START

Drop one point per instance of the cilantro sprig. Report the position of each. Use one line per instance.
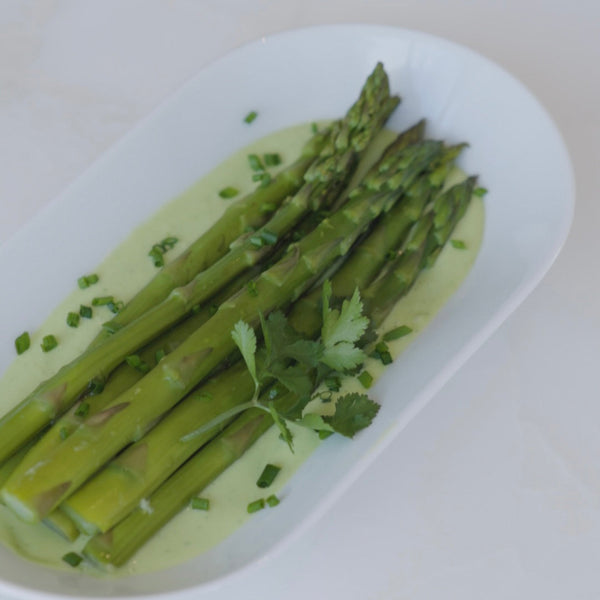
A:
(287, 361)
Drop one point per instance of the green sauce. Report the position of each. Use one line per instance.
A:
(126, 270)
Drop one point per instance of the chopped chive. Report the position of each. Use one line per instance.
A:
(157, 256)
(86, 280)
(255, 162)
(95, 386)
(49, 342)
(267, 208)
(382, 353)
(200, 503)
(158, 250)
(82, 410)
(229, 192)
(366, 379)
(72, 558)
(250, 117)
(325, 396)
(102, 300)
(268, 475)
(73, 319)
(137, 363)
(272, 500)
(272, 159)
(266, 179)
(85, 311)
(23, 342)
(115, 306)
(256, 241)
(397, 333)
(256, 505)
(333, 384)
(251, 287)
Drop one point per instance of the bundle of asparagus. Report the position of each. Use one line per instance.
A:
(84, 462)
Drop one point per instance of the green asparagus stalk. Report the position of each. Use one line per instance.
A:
(214, 243)
(116, 546)
(118, 488)
(33, 495)
(348, 139)
(124, 377)
(61, 524)
(114, 492)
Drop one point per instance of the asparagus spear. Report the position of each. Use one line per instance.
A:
(116, 546)
(117, 489)
(214, 243)
(348, 138)
(33, 495)
(122, 379)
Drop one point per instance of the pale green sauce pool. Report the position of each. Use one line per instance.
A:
(126, 270)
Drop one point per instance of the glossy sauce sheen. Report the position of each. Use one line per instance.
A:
(126, 270)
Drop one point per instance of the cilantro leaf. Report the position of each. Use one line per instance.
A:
(286, 434)
(341, 329)
(353, 412)
(316, 422)
(283, 342)
(245, 338)
(294, 378)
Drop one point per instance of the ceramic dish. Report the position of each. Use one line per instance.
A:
(294, 77)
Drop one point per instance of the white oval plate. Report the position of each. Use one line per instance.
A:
(298, 76)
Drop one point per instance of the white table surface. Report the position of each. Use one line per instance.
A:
(493, 491)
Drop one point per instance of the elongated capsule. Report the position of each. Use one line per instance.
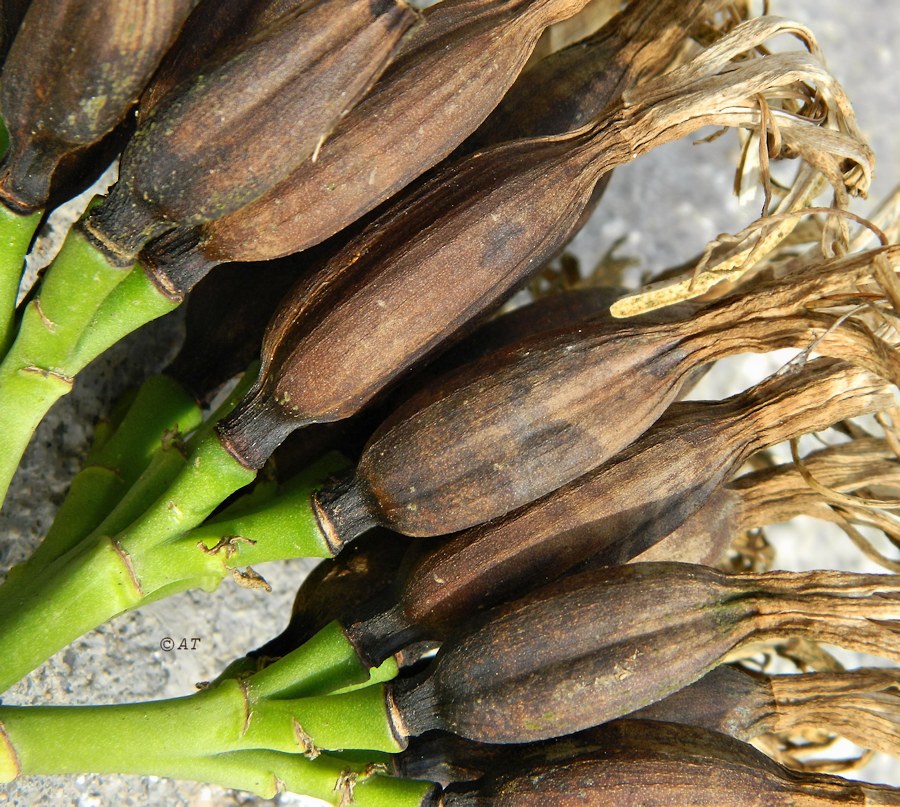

END

## DIRECTION
Please switch every "Drop one point" in the rows above to "Place one marker" and write out all the rows again with nothing else changed, leaving out the pictures.

## ANSWER FOR THIS EXERCISE
Place one marker per instance of the cilantro sprig. Report the position of each. Use one line per instance.
A:
(287, 361)
Place one marker per instance of the green sauce. Report the position of each. Use one line per instance.
A:
(126, 270)
Place one marker per instance of the chopped chive. Report the position of each. Use one line per instance.
A:
(157, 256)
(86, 280)
(255, 162)
(95, 386)
(49, 342)
(267, 208)
(382, 353)
(200, 503)
(158, 250)
(82, 410)
(229, 192)
(366, 379)
(72, 558)
(250, 117)
(325, 396)
(102, 300)
(268, 475)
(73, 319)
(137, 363)
(272, 500)
(272, 159)
(266, 179)
(85, 311)
(23, 342)
(115, 306)
(256, 241)
(397, 333)
(256, 505)
(333, 384)
(251, 287)
Place one marker per instance of the bundle of asparagus. Report the position of each. Use one line per instance.
A:
(84, 462)
Place one marker per instance of the green asparagus stalk. Report the position of each. Use one line per instance.
A:
(214, 243)
(116, 546)
(118, 488)
(33, 495)
(348, 139)
(124, 377)
(61, 524)
(114, 492)
Place one marker per instance of the asparagus spear. Report the position of each. Use one line per instance.
A:
(116, 546)
(117, 489)
(214, 243)
(348, 138)
(33, 495)
(122, 379)
Place one marker per instance of the pale green sauce pool. Report the position of each. Use one line per instance.
A:
(126, 270)
Place one marker per instance of the glossy sauce sheen. Report the position of each. Use one line per instance.
A:
(126, 270)
Place one marker per instance of the cilantro leaf. Report the position of each. Use one line per instance.
A:
(286, 434)
(341, 329)
(353, 412)
(316, 422)
(283, 342)
(245, 338)
(294, 378)
Place one marker per instance of the ceramic dish. Report the position of each. Use one line per instance.
A:
(294, 77)
Place one marker per instance of the white oval plate. Report the position of each. Use one line per instance.
A:
(298, 76)
Place one marker per instance of the white table surface. Report the position of each. Use one line per instance.
A:
(493, 491)
Place one marker per instance of the elongated capsule. Report the position of each. Use one line per instance.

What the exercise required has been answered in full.